[begin DATASET ROWS]
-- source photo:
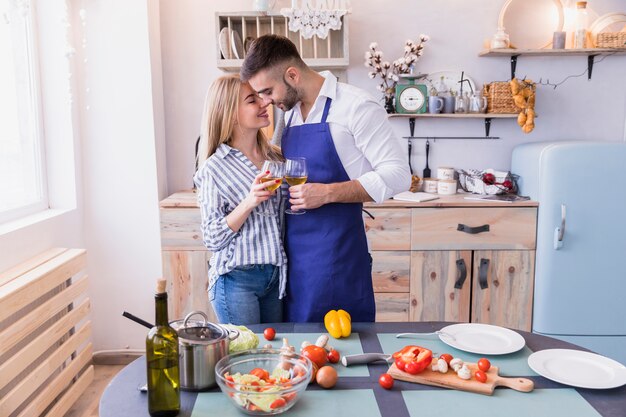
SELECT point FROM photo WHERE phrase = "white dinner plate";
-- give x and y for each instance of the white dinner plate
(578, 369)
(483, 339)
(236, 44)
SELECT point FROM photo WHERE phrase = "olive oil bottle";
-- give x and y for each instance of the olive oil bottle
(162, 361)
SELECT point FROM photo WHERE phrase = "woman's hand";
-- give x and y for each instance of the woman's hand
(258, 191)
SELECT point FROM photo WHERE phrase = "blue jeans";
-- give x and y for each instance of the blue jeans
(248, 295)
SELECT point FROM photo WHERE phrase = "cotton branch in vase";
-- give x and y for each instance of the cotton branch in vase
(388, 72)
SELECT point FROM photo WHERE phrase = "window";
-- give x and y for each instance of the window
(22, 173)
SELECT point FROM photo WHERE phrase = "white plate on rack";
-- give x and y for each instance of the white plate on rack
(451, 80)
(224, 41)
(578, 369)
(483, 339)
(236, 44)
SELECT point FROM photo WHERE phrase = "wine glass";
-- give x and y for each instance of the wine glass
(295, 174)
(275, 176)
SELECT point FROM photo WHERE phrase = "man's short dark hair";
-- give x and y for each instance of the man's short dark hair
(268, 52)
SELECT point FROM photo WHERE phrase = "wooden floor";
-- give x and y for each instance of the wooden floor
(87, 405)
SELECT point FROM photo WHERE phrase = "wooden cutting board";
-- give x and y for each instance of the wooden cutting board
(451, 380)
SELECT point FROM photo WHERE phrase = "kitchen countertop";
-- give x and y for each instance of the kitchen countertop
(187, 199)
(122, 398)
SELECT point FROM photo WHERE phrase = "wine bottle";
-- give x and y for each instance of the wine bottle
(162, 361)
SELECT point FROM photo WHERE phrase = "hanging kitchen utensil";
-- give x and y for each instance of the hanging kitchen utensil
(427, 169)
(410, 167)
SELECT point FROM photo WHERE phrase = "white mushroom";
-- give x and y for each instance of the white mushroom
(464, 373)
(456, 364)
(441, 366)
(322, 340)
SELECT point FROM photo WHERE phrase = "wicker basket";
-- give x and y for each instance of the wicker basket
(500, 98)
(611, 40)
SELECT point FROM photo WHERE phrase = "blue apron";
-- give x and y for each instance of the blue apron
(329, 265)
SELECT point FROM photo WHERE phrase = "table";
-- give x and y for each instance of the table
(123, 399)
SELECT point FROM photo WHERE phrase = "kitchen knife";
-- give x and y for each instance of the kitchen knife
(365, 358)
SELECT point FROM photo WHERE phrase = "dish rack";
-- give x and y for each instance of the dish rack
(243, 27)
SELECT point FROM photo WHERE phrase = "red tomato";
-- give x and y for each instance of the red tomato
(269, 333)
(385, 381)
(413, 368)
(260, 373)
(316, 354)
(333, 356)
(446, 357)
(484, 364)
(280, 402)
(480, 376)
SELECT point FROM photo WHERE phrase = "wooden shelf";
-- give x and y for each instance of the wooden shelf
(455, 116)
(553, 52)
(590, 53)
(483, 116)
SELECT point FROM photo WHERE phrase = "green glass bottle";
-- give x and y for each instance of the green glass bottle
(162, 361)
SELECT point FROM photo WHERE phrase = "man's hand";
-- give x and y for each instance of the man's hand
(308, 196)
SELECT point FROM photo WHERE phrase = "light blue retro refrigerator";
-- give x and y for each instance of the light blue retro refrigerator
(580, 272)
[end DATASET ROWS]
• **YOUR OBJECTIVE**
Nothing in the entries above should change when they are printed again, except that the pictures are dropped.

• **THE REPLY**
-- source photo:
SELECT point FROM photo WHERE phrase = "white dinner plate";
-- give x and y for each instance of the white dinner plate
(578, 369)
(483, 339)
(236, 44)
SELECT point FROM photo WHERE phrase = "olive oil bottle";
-- give x and y for each instance of the olive oil bottle
(162, 361)
SELECT point FROM photo WHERE phrase = "woman's hand";
-- give x and y for each instance of the woman's hand
(258, 191)
SELECT point FROM photo WHERE phrase = "blue jeans";
-- give x and y for each instance of the blue jeans
(248, 295)
SELECT point FROM photo WHERE phrase = "cotton branch in vase";
-- give x and y for each instance of the cotton branch in vase
(388, 72)
SELECT point FROM photo WHERE phrase = "window";
-- give x and y for each instance of the window
(22, 173)
SELECT point FROM photo WHERE phrase = "white plate on rack";
-- give x and y for each instance of the white plate on rack
(451, 80)
(224, 41)
(578, 369)
(483, 339)
(236, 44)
SELECT point FROM photo WHERE phrase = "wine glass";
-- give x and y for each instance of the wine glass
(295, 174)
(275, 176)
SELECT point FROM photo WHERE phrase = "man's short dark hair";
-- give x and y for each instance of the man's short dark hair
(268, 52)
SELECT point FROM photo WHERE phrase = "wooden floor";
-- give x and y for each instance of the wooden floor
(87, 405)
SELECT point FROM photo WHERE phrase = "wooden cutting board";
-- give x and y for each instance of the wooden cutting board
(451, 380)
SELECT point FROM photo WHERE phrase = "kitchen countertop";
-- give x and y for each instance of the kitchen countertop
(187, 199)
(122, 398)
SELECT point FROM photo WHERE phrase = "wine bottle";
-- give x and y for each instance of the wine bottle
(162, 361)
SELECT point FROM photo WHERE phrase = "hanging kitchen utensil";
-- give x and y for each instance of the hanging kitchen utensil
(427, 169)
(410, 167)
SELECT point FROM photo WHERE phrase = "white mushroom";
-- give x and y for each instance of the white mushroom
(464, 373)
(456, 364)
(441, 366)
(322, 340)
SELECT point FROM photo WHERE phrase = "wicker basket";
-- give x and y for each instance of the wicker basket
(500, 98)
(611, 40)
SELECT point FROM photo WHERE phrase = "blue apron";
-- give x and y for each instance of the blue apron
(329, 265)
SELECT point FROM photo WHERE phrase = "table";
-- give x and y for each instance of the table
(123, 399)
SELECT point FROM photo WHERE phrase = "kitchen knife";
-- give x and y for each instance of the kitchen knife
(365, 358)
SELECT point FROM photo WHERE phrase = "dish rack";
-- give x and y for each instance of the dish rack
(243, 27)
SELECT point FROM photo WHERE phrase = "red tomato";
-- give x and y for each instance of the red tomato
(269, 333)
(385, 381)
(413, 368)
(260, 373)
(316, 354)
(333, 356)
(446, 357)
(484, 364)
(280, 402)
(480, 376)
SELECT point FROM photo WHERE phrase = "wooden shelf";
-- give x and y for each instance of the wooden shelf
(455, 116)
(553, 52)
(590, 53)
(483, 116)
SELECT point FROM photo WHERE phrase = "green glass bottle";
-- give x and y for each instance of the green glass bottle
(162, 361)
SELECT point FROM photo WHERE phrase = "man's hand";
-- give x and y for each instance of the man's hand
(308, 196)
SELECT point FROM photo WHERE phrase = "light blue retro refrigerator";
-- give x and y for each instance of the light blue retro refrigerator
(580, 272)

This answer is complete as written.